* _提供データ_
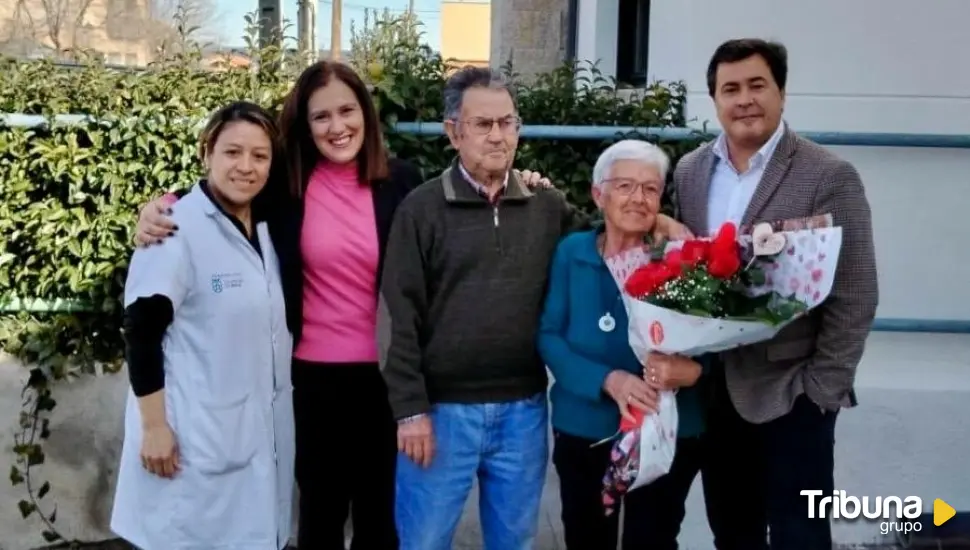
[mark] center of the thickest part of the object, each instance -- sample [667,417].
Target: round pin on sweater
[607,323]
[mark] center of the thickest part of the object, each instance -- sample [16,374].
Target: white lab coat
[228,394]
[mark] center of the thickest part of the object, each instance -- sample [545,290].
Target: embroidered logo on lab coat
[224,281]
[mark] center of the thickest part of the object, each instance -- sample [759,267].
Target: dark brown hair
[774,53]
[245,111]
[300,150]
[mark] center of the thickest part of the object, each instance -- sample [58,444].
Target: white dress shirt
[730,191]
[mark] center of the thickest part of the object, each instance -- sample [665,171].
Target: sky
[231,22]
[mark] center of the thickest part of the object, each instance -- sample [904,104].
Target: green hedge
[69,195]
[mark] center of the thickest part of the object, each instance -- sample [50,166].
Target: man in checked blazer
[774,405]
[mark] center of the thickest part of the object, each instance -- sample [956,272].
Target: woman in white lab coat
[207,460]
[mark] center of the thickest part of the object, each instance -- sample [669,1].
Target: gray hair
[473,77]
[630,149]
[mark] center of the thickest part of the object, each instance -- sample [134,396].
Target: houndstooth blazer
[816,355]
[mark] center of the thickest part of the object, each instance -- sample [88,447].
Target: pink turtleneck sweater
[339,247]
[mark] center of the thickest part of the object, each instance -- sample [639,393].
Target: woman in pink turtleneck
[330,236]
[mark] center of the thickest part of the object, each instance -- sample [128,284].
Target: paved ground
[905,438]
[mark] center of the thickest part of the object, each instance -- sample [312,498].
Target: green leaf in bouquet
[754,276]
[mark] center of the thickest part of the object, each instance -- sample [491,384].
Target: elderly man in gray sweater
[463,287]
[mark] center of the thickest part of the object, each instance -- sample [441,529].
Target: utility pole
[307,30]
[270,17]
[336,19]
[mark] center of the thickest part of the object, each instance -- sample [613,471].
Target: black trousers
[346,453]
[652,514]
[753,482]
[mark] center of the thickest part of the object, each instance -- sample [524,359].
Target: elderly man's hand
[534,179]
[154,225]
[669,372]
[415,438]
[629,390]
[670,229]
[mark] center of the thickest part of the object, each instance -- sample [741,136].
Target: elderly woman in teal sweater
[596,372]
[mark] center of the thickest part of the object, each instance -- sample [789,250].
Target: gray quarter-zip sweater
[463,286]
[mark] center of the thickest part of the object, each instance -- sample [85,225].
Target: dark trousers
[346,454]
[756,472]
[652,513]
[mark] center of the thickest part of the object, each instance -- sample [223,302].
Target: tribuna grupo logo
[895,514]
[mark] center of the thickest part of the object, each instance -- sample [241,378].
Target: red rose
[694,252]
[648,278]
[675,261]
[724,255]
[727,235]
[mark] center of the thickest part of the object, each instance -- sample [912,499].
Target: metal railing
[860,139]
[856,139]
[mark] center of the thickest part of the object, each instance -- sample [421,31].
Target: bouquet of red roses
[708,295]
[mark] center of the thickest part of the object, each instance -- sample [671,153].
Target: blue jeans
[504,445]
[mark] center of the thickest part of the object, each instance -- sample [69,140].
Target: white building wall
[862,66]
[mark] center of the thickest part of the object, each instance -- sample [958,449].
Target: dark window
[572,30]
[633,42]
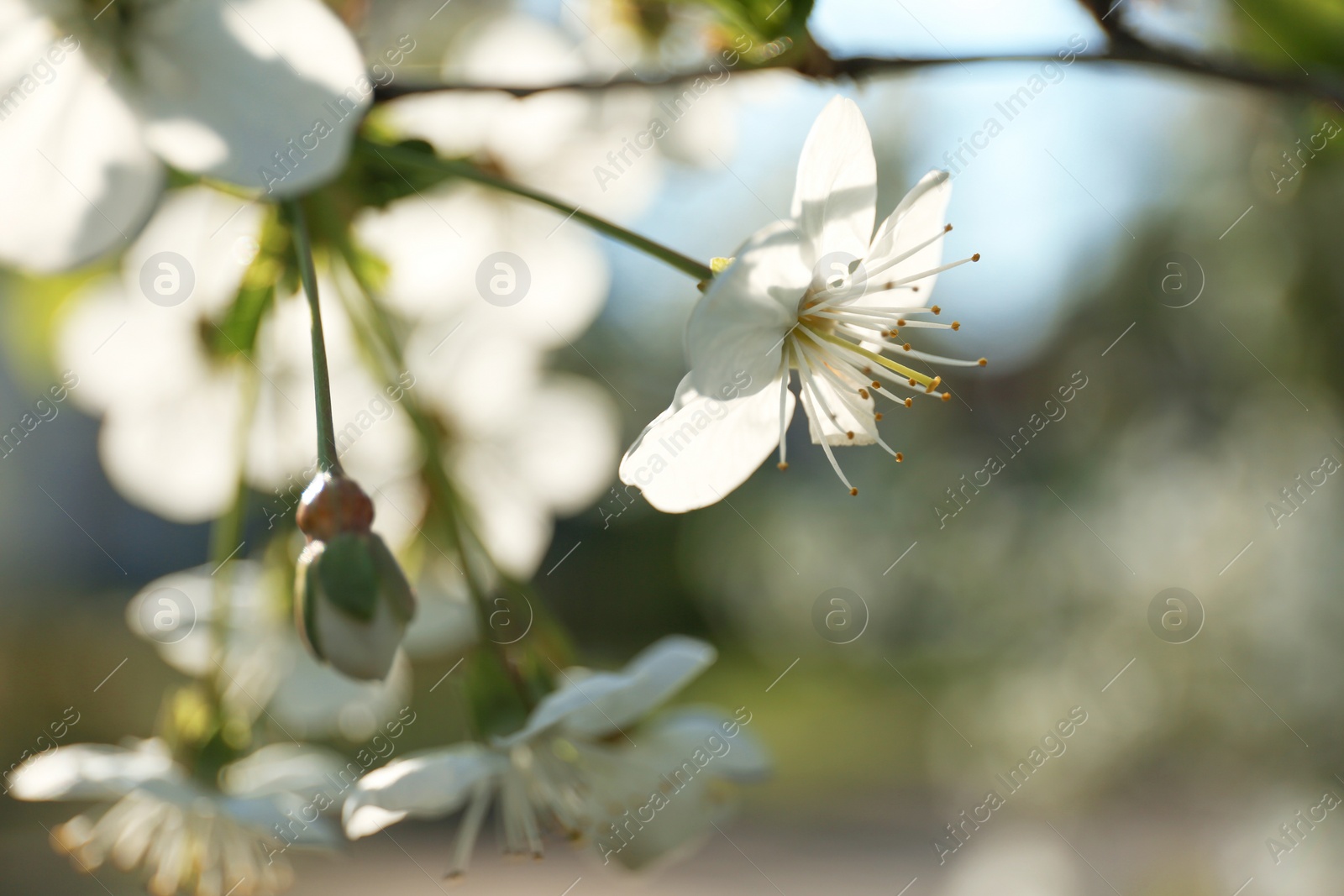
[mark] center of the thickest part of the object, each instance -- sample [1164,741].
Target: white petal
[281,768]
[92,772]
[313,700]
[228,83]
[920,215]
[179,456]
[73,157]
[837,194]
[600,705]
[429,785]
[739,758]
[217,237]
[568,448]
[736,335]
[701,449]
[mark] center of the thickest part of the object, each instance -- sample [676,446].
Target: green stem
[441,488]
[465,170]
[327,457]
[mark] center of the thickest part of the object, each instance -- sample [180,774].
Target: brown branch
[1126,49]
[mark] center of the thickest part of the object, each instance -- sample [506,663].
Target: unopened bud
[353,600]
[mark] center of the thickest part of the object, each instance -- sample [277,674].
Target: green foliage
[373,179]
[1288,34]
[764,19]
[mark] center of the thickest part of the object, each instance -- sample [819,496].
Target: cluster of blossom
[206,390]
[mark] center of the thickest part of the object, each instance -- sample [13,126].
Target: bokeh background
[1135,239]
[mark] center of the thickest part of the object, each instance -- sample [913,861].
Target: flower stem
[468,170]
[327,457]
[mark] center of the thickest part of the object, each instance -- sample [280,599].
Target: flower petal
[281,768]
[430,785]
[921,215]
[701,449]
[92,772]
[837,194]
[230,87]
[737,329]
[600,705]
[73,157]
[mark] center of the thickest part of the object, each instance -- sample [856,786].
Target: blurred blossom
[156,815]
[213,87]
[186,411]
[553,458]
[575,766]
[265,671]
[445,618]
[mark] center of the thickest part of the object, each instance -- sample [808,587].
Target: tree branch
[1126,49]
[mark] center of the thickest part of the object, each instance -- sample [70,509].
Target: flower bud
[353,602]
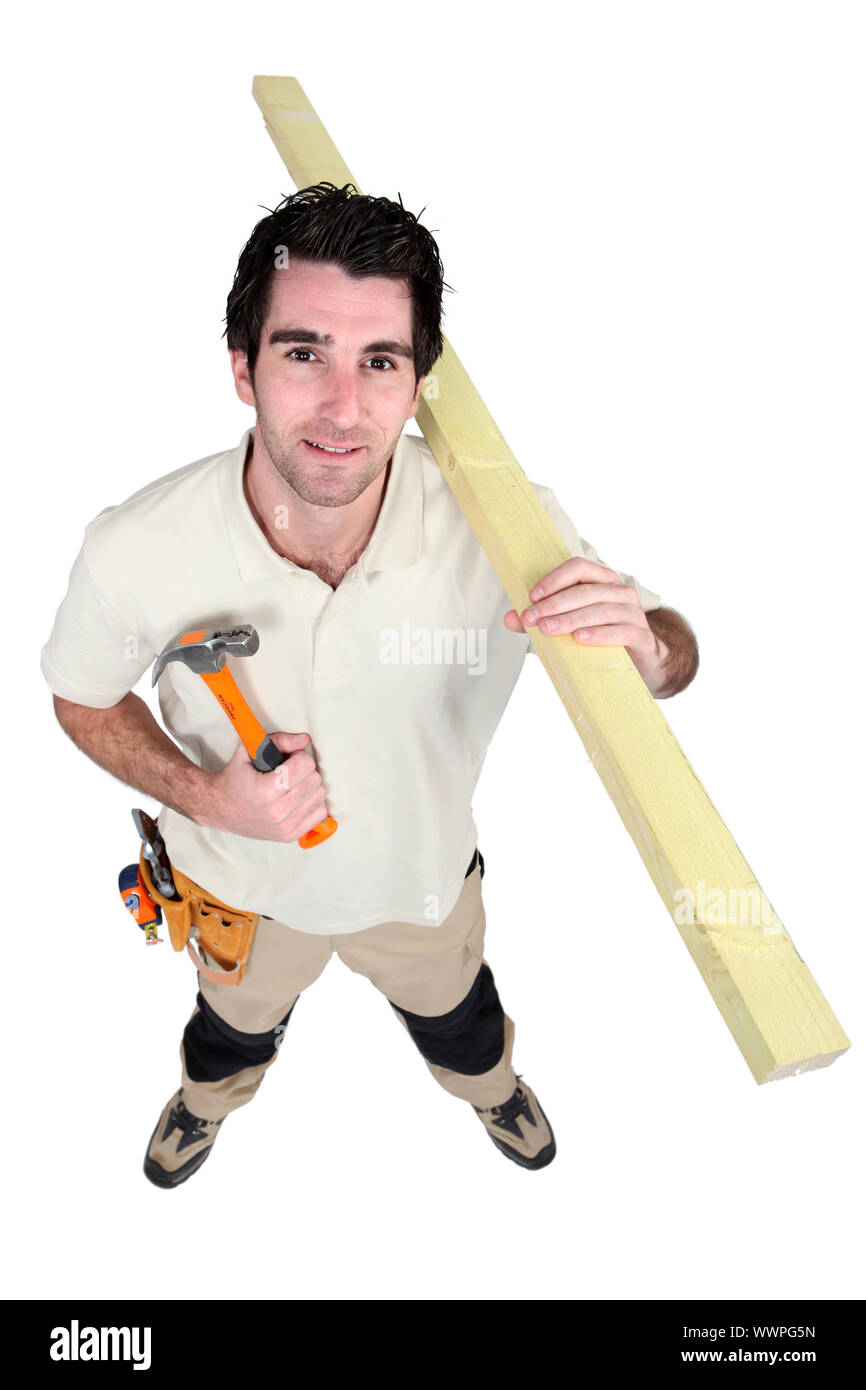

* _課題内容_
上の記録をすべて、空行を除いて一行ずつ番号付きの一覧に入れなさい。画像は解答に含めないこと。

* _解答_
1. [mark] center of the thickest part of the object, each instance -- sample [667,417].
2. Target: round pin on sweater
3. [607,323]
4. [mark] center of the thickest part of the object, each instance -- sample [16,374].
5. Target: white lab coat
6. [228,394]
7. [mark] center of the thickest part of the object, each instance -- sample [545,290].
8. Target: embroidered logo on lab coat
9. [224,281]
10. [mark] center of the thickest part of the object, each instance -- sample [759,267].
11. Target: dark brown hair
12. [774,53]
13. [245,111]
14. [300,150]
15. [mark] center of the thickest part of the object, each instance -- sample [58,444].
16. Target: white dress shirt
17. [730,191]
18. [mark] center of the thickest part of the object, each instance -- sample [665,171].
19. Target: sky
20. [231,22]
21. [mark] center of the thickest part of the object, each instance -- sample [904,104].
22. Target: green hedge
23. [69,195]
24. [mark] center of the thickest part of the object, each instance -- sample [50,166].
25. Target: man in checked blazer
26. [774,405]
27. [mark] center of the thickest part of the object, each instance -- sample [956,272].
28. Target: woman in white lab coat
29. [207,460]
30. [mark] center of the thickest part of the object, each instance -- sample [669,1].
31. Target: gray hair
32. [473,77]
33. [630,149]
34. [mark] center of the thickest part of the object, each instance -- sample [134,396].
35. Target: houndstooth blazer
36. [816,355]
37. [mark] center of the thickest part of the object, each instance -- sample [88,447].
38. Target: pink turtleneck sweater
39. [339,247]
40. [mark] center of the thickest part of the object, each instance -- sample [639,393].
41. Target: woman in pink turtleneck
42. [330,236]
43. [mark] center of the thickest part of the object, each instance -- sample [128,284].
44. Target: paved ground
45. [905,438]
46. [mark] center of the thickest part of the object, each instance -- sample [312,498].
47. Target: green leaf in bouquet
48. [754,276]
49. [mark] center of the thickest part of the object, each instance -- sample [491,384].
50. Target: elderly man in gray sweater
51. [463,287]
52. [mark] center of the thickest part of the object, each instance -- sample [441,529].
53. Target: utility pole
54. [307,30]
55. [270,17]
56. [336,19]
57. [mark] center of the thickest part of the object, each instance -- sample [613,471].
58. Target: black trousers
59. [346,453]
60. [652,514]
61. [753,482]
62. [mark] center of the thickest part of the object, each instance -- sample [524,359].
63. Target: elderly man's hand
64. [534,179]
65. [154,225]
66. [669,372]
67. [415,438]
68. [629,390]
69. [670,229]
70. [mark] center of the thickest part of the object, each instance -- sample [741,136].
71. Target: elderly woman in teal sweater
72. [596,372]
73. [mark] center of the thickest part of the object, each instance -- sample [789,250].
74. Target: gray quarter-zip sweater
75. [463,286]
76. [mark] center of the thickest part of the object, each instance -- sample [85,225].
77. Target: dark trousers
78. [346,454]
79. [756,472]
80. [652,513]
81. [mark] center of the thickest part of the object, each instance -- sample [223,302].
82. Target: tribuna grupo logo
83. [895,514]
84. [mark] center of the thickest part of the object, each instance -- sample [241,378].
85. Target: red rose
86. [694,252]
87. [648,278]
88. [675,261]
89. [724,255]
90. [727,235]
91. [mark] center of the thickest part of the object, each instance -- sample [912,499].
92. Target: metal railing
93. [860,139]
94. [856,139]
95. [mark] center of the thickest part of the object, each instance -- sample [421,31].
96. Target: bouquet of red roses
97. [708,295]
98. [mark] center of the thickest part of the object, each instance -- sample [671,153].
99. Target: blue jeans
100. [504,445]
101. [mark] center of the thickest part of the object, each instance -- sample [69,140].
102. Target: white building wall
103. [862,66]
104. [mark] center of the thickest part of the object, each instance -- sample [958,449].
105. Target: dark window
106. [572,30]
107. [633,42]
108. [mark] center of the thickest part of the object, each instance -- sample [1164,741].
109. Target: white petal
110. [281,768]
111. [92,772]
112. [313,700]
113. [228,83]
114. [920,215]
115. [179,456]
116. [73,157]
117. [837,194]
118. [600,705]
119. [429,785]
120. [739,758]
121. [217,237]
122. [568,448]
123. [736,335]
124. [701,449]
125. [mark] center of the thickest part of the object, each instance -- sample [676,446].
126. Target: green stem
127. [441,488]
128. [465,170]
129. [327,457]
130. [mark] center of the thickest part of the object, each instance -- sample [180,774].
131. Target: brown branch
132. [1126,49]
133. [mark] center of the thickest part of the object, each instance -- sample [506,663].
134. Target: unopened bud
135. [353,600]
136. [mark] center of the thickest part of the object, each instance -- sample [277,674].
137. Target: green foliage
138. [373,179]
139. [1288,34]
140. [764,19]
141. [mark] center of the thickest part of the object, each instance -- sample [819,496].
142. Target: cluster of blossom
143. [206,390]
144. [mark] center of the thickest part of the object, each instance -- sample [13,126].
145. Target: bokeh background
146. [1135,239]
147. [mark] center of the thickest part of the object, each instance -- sample [913,861].
148. Target: flower stem
149. [468,170]
150. [327,457]
151. [mark] center of the thickest part of the object, each instance -- sample [280,599].
152. Target: flower petal
153. [281,768]
154. [430,785]
155. [921,215]
156. [701,449]
157. [92,772]
158. [837,194]
159. [230,87]
160. [737,329]
161. [600,705]
162. [73,157]
163. [mark] center of the thickest part of the object, each instance -- sample [856,786].
164. Target: blurred blossom
165. [156,815]
166. [213,87]
167. [186,411]
168. [553,458]
169. [575,766]
170. [265,671]
171. [445,618]
172. [mark] center of the thickest part of the object, each instance -- sample [808,587].
173. Target: tree branch
174. [1126,49]
175. [mark] center of the thickest part of the object, each instance -- sample [70,509].
176. Target: flower bud
177. [353,602]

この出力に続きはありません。